DIRECTION>
Render the lines of the material below as a numbered list, starting at the line that contains "For full credit, report the bounding box of every round" and ending at the line that contains "[388,208,474,238]", with both ends included. Leave out any blank lines.

Entries on locating named things:
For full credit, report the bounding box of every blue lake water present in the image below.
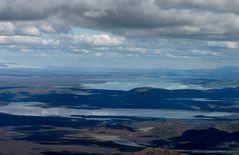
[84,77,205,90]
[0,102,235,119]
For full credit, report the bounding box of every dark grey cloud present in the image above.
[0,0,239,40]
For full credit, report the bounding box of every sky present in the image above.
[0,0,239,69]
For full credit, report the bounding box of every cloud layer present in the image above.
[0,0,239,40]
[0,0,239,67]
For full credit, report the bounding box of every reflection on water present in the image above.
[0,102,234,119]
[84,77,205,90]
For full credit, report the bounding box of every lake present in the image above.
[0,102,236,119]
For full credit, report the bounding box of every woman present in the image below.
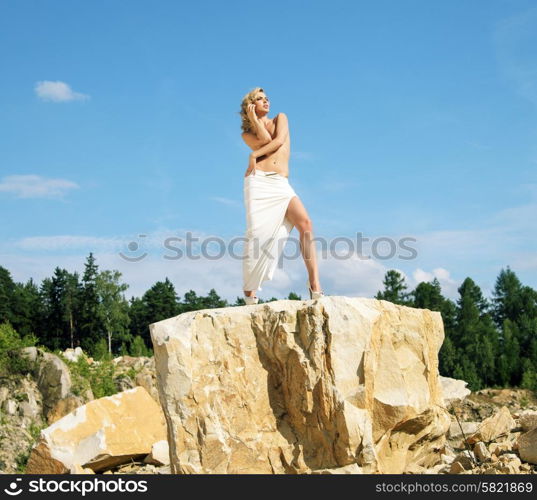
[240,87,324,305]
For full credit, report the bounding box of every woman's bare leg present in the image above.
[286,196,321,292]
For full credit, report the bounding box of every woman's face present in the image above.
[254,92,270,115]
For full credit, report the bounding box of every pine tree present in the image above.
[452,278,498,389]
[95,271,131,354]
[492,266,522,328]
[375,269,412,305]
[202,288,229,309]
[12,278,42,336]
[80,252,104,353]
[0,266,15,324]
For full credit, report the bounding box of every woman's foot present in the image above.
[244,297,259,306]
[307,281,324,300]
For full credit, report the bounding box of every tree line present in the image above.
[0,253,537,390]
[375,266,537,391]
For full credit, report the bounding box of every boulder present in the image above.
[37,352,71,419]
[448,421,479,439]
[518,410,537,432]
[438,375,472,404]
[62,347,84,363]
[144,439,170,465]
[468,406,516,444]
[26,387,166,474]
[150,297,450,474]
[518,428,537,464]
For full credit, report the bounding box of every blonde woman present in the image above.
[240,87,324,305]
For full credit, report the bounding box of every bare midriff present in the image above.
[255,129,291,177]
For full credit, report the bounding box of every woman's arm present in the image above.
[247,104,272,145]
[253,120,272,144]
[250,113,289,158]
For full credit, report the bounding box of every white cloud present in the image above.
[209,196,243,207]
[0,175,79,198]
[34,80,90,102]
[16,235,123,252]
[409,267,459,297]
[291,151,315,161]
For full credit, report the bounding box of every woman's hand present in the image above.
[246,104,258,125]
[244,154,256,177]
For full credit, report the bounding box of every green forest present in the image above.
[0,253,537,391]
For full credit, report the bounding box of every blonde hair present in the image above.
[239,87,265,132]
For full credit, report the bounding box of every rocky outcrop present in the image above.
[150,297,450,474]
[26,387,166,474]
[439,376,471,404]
---
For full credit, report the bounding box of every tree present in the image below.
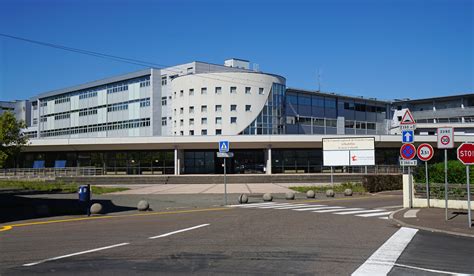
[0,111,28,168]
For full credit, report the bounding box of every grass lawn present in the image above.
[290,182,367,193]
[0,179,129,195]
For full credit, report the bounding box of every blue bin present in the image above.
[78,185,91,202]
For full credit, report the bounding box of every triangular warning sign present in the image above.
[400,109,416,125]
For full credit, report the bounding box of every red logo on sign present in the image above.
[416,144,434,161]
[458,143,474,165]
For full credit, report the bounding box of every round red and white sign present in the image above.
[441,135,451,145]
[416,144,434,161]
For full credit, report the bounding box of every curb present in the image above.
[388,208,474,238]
==
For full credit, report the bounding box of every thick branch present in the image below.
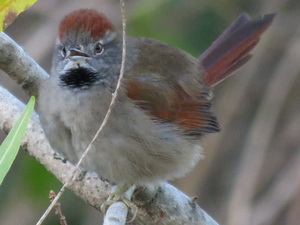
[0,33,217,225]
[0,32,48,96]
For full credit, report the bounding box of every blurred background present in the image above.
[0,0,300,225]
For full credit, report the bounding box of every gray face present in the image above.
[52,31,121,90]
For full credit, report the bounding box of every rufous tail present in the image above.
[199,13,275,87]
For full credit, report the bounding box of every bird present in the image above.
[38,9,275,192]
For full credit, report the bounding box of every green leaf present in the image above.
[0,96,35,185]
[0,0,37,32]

ANSWER TO THIS PROBLEM>
1. For full credit, report the bounding box of every round red and white sign present in the image above.
2. [441,135,451,145]
3. [416,144,434,161]
4. For full credit, report the bounding box of every curb present in the image above.
5. [388,208,474,238]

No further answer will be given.